── RECORDS SHOWN

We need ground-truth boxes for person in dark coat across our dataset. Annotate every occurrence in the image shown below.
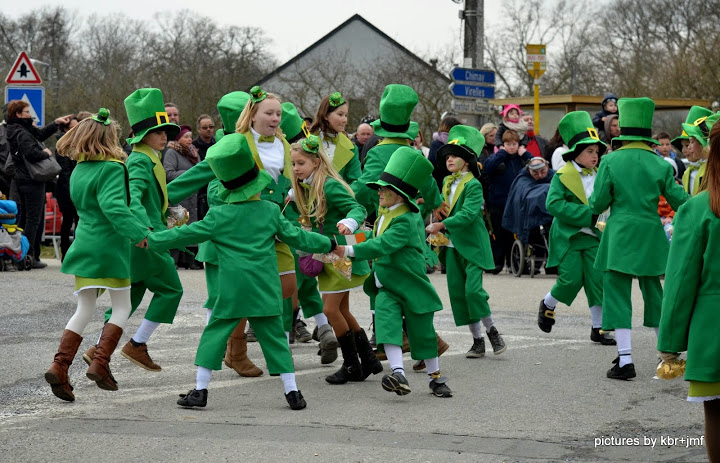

────
── RECORDS SHOWN

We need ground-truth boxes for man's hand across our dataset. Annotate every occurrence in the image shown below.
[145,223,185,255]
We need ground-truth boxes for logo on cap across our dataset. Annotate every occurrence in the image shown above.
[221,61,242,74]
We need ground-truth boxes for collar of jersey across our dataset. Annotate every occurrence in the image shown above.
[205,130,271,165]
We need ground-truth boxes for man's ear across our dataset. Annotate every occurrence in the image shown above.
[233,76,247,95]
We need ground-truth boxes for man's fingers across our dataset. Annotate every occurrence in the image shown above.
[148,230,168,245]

────
── RECORDS SHOWN

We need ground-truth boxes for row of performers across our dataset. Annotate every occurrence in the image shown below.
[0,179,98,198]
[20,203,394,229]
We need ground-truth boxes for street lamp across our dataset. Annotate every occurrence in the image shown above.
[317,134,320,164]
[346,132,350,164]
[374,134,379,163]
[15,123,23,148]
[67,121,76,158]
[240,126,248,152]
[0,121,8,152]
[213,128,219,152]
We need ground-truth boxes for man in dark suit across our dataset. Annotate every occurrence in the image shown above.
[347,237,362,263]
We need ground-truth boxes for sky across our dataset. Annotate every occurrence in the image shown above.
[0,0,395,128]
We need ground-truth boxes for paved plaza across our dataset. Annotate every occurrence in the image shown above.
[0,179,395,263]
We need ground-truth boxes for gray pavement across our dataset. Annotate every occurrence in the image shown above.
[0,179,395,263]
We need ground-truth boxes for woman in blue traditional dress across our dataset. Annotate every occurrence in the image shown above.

────

> GOAL
Rewrite the data as a Markdown table with the columns Row and Data line, starting with the line that contains "We need ground-truth boxes for row" and going on through the line that contains "[0,0,395,128]". Number each line and leave out any blank lines.

> RESPONSE TO THE EXERCISE
| Row | Data line |
|---|---|
| 1 | We need ground-truth boxes for row of performers across our dataset. Annotate every occurrence in the image shown below. |
| 2 | [0,179,98,198] |
| 3 | [20,203,394,229] |
| 4 | We need ground-truth boxes for street lamp across our dataset. Annotate every occurrence in the image shown above. |
| 5 | [317,134,320,164] |
| 6 | [346,132,350,164] |
| 7 | [374,134,379,163] |
| 8 | [15,123,23,148] |
| 9 | [67,121,76,158] |
| 10 | [240,126,248,152] |
| 11 | [0,121,8,152] |
| 12 | [213,128,219,152] |
| 13 | We need ground-truth boxes for man in dark suit across our dataset. Annotate every occurrence in the image shown above. |
| 14 | [347,237,362,263] |
| 15 | We need ground-truth boxes for sky across our dataset. Annotate every occurrence in the image shown above. |
| 16 | [0,0,395,128] |